━━━ Document text ━━━

ATHENS, Greece — Greece's beleaguered prime minister faces a tough fight to win a third mandate in early elections Sunday, with voters widely expected to reject his conservative party in favor of the opposition socialists.

Whoever wins, Greece will have the heir to a long-running political dynasty at its helm once more. Costas Karamanlis and socialist PASOK party leader George Papandreou are both scions of the two rival families that have governed Greece for 32 of the 47 years of democratic governance since 1955, excluding the 1967-74 dictatorship.

Karamanlis called an election just halfway through his second four-year term in a risky bid to shore up support for tough economic measures, saying he needed renewed public support to push through unpopular reforms that are essential for the country's economy in a time of financial crisis.

But the popularity of the 53-year-old nephew of late conservative Prime Minister Constantine Karamanlis has been severely eroded by a series of financial scandals and exacerbated by a worsening economy as his New Democracy party struggled with a single-seat majority in the 300-member Parliament.

"It was a toxic combination that has taken place over the last 12, 14 months," said political analyst Anthony Livanios. "It was the economic crisis, number one; it was the slim majority in the parliament, number two; and number three, the scandals that have created a negative impact of his government, of the Karamanlis government to the public opinion."

━━━ Dataset excerpts ━━━

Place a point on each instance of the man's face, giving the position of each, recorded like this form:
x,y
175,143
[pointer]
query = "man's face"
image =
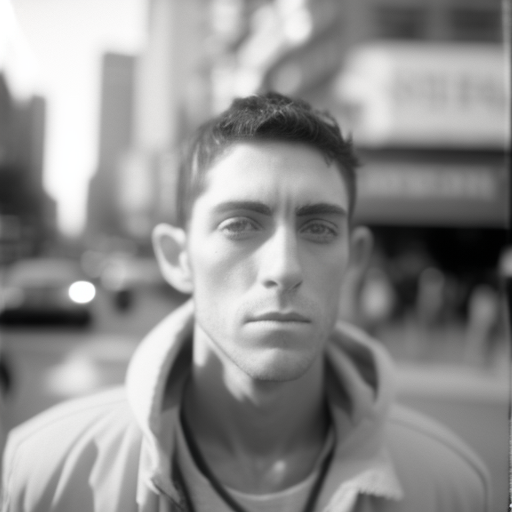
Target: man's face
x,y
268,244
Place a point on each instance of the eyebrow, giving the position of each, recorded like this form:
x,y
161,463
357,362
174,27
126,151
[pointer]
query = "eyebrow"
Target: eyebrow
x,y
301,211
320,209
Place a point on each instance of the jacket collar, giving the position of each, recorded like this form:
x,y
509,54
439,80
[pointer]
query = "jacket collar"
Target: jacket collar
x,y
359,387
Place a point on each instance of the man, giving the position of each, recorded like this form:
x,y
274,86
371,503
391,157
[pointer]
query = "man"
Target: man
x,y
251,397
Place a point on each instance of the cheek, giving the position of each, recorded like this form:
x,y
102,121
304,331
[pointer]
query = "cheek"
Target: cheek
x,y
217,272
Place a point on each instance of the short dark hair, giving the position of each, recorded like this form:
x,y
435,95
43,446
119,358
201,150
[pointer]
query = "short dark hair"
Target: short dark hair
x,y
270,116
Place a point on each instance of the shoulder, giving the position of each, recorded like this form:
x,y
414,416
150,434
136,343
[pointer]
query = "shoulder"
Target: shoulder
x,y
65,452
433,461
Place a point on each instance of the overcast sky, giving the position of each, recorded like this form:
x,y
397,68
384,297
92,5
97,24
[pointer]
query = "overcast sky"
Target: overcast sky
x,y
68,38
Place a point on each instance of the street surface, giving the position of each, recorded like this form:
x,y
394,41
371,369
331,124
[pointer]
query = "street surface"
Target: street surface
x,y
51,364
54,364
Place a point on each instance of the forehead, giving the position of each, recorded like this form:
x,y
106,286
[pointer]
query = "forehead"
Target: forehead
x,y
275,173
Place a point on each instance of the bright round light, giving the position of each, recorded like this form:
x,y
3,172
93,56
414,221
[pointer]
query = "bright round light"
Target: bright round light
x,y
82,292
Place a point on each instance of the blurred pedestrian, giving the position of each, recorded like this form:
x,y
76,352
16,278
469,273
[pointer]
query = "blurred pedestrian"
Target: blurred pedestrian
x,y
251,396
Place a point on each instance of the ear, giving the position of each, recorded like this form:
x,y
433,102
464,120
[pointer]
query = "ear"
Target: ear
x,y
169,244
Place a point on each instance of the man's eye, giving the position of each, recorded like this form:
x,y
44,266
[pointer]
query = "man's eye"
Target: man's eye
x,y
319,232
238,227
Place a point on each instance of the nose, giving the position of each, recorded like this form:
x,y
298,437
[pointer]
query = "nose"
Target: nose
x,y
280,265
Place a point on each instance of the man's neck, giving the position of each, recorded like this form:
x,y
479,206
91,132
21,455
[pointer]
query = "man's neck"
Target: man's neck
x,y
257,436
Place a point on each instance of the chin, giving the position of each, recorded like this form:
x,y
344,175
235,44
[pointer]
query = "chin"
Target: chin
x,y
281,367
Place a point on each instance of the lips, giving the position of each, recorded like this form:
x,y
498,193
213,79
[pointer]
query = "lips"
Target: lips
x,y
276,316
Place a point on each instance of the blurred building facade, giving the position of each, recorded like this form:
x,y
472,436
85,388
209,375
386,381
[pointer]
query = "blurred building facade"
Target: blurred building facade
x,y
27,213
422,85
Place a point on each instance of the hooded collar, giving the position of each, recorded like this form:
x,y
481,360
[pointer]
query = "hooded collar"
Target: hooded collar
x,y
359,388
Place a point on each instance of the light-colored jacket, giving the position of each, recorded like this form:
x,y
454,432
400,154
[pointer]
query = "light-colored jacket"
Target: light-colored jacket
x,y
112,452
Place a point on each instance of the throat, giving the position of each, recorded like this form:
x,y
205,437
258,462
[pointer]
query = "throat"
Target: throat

━━━

Tasks -
#1 List every person named in the Greek election text.
#2 Resume the article on the Greek election, picking up after its final paragraph.

Responses to the exercise -
#1 Costas Karamanlis, George Papandreou, Constantine Karamanlis, Anthony Livanios

#2
Arguably the most damaging of the scandals was a state land-swap deal with a powerful Greek Orthodox monastery, in which investigators found high-value state property was traded for cheaper monastery land at a cost to the state of about €100 million. The scandal forced the resignation of two ministers, including one of Karamanlis' closest aides.

The government also came under criticism for its handling of severe riots last December sparked by the fatal police shooting of a teenager and, more recently, a major wildfire that burned the outskirts of the capital this summer.

The last opinion polls published on Sept. 18 before a pre-election ban went into effect showed the Papandreou's opposition PASOK party ahead with a 6-7 point lead. Papandreou, 57, is a former foreign minister whose father and grandfather were both prime ministers.

Karamanlis' decision to call snap elections "was a very high-risk move," Livanios said. "But he thought that he had to do that because he wants a strong mandate in order to (implement) an austere economic policy."